§ **REQUEST 1**:
Extract every line in the entries below that contains the string "woman", treating uppercase and lowercase as different.

§ **READING TEXT**:
--- START ---

Former governor general Michaelle Jean criticized U.S. President Donald Trump on Friday for reportedly using vulgar language to describe Haiti and countries in Africa.
Jean, who was born in the Haitian capital of Port-au-Prince, called Trump's reported remarks "insulting.''
"It was so disturbing this morning to hear President Trump's comments reported all over the news calling my poor native land and African countries 'shithole' nations,'' Jean said in the statement to The Canadian Press. "It is such an insult before humanity.''
Trump was widely reported on Thursday to have questioned in a meeting with lawmakers why the United States would accept more immigrants from Haiti and ``shithole countries'' in Africa rather than from places such as Norway.
Trump tweeted Friday morning that he used "tough'' language at the meeting, but not the reported vulgarity.
Still, Jean, 60, who was Canada's governor general from 2005 to 2010, made no bones about her feelings.
"For the first representative of the United States of America to speak in such a manner is quite troubling and offensive,'' Jean said in the statement.

--- END ---

§ **DATA SUPPLIED**:
--- START ---

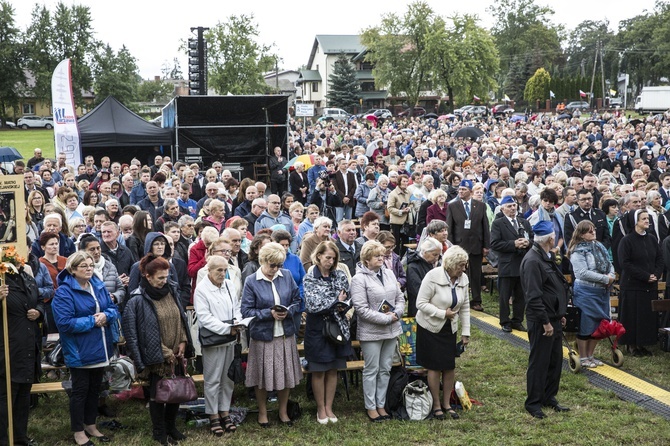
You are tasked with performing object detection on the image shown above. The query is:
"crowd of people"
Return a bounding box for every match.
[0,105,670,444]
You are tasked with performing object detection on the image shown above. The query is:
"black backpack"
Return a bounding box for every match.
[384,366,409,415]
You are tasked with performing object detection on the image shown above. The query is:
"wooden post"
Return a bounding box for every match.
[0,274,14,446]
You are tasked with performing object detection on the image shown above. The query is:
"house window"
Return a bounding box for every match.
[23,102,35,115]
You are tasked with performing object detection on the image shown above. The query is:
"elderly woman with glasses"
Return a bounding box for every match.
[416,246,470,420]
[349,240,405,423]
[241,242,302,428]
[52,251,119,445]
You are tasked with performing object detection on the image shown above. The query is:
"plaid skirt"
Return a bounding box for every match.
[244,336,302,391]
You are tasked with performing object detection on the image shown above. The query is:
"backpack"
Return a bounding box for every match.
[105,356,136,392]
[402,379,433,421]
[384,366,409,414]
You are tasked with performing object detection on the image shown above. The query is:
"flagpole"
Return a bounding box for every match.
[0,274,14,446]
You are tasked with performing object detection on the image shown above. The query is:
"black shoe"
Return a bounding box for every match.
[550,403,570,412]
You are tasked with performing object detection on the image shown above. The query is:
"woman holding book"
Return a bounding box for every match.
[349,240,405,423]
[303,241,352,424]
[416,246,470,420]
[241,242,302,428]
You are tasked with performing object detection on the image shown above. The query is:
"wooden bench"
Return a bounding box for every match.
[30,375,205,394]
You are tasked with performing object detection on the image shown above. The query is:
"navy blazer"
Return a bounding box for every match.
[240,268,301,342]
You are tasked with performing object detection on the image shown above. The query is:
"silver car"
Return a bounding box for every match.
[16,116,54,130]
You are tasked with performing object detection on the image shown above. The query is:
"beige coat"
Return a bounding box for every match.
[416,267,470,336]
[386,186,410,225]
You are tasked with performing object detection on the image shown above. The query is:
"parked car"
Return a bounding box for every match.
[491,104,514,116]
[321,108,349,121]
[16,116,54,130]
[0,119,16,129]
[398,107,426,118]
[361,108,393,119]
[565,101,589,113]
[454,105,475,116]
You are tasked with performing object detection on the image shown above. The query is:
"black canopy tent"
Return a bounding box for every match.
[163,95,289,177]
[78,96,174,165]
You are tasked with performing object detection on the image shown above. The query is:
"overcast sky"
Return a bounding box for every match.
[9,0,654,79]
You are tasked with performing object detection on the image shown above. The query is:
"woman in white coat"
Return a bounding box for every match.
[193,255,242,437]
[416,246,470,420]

--- END ---
--- START ---

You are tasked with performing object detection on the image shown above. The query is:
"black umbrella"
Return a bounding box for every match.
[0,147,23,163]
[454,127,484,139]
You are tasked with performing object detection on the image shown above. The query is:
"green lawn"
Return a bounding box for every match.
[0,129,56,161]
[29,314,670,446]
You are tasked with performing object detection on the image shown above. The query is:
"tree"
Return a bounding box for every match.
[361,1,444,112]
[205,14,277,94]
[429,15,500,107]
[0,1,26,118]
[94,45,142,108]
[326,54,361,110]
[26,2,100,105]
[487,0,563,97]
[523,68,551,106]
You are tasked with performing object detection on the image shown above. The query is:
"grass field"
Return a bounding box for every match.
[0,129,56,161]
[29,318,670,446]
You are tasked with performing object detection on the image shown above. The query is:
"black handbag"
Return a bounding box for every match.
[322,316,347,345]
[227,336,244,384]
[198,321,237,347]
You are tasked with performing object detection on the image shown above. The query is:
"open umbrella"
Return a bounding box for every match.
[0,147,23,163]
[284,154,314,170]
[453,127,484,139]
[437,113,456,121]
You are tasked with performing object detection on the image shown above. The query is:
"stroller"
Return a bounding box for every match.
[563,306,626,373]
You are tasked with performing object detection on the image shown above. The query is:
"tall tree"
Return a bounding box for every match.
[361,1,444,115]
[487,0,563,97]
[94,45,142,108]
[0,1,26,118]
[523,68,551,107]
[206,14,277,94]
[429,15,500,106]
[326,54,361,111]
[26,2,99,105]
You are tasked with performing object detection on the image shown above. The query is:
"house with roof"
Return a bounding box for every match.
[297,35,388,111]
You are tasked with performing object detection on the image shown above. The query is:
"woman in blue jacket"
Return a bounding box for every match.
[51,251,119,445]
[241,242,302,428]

--- END ---

§ **REQUEST 2**:
Output, word for word, the stretch of the article on Michaelle Jean from "Former governor general" through "such as Norway.".

§ **FINISHED ANSWER 1**:
"elderly woman with glasses"
"woman holding book"
"woman in white coat"
"woman in blue jacket"

§ **FINISHED ANSWER 2**:
Former governor general Michaelle Jean criticized U.S. President Donald Trump on Friday for reportedly using vulgar language to describe Haiti and countries in Africa.
Jean, who was born in the Haitian capital of Port-au-Prince, called Trump's reported remarks "insulting.''
"It was so disturbing this morning to hear President Trump's comments reported all over the news calling my poor native land and African countries 'shithole' nations,'' Jean said in the statement to The Canadian Press. "It is such an insult before humanity.''
Trump was widely reported on Thursday to have questioned in a meeting with lawmakers why the United States would accept more immigrants from Haiti and ``shithole countries'' in Africa rather than from places such as Norway.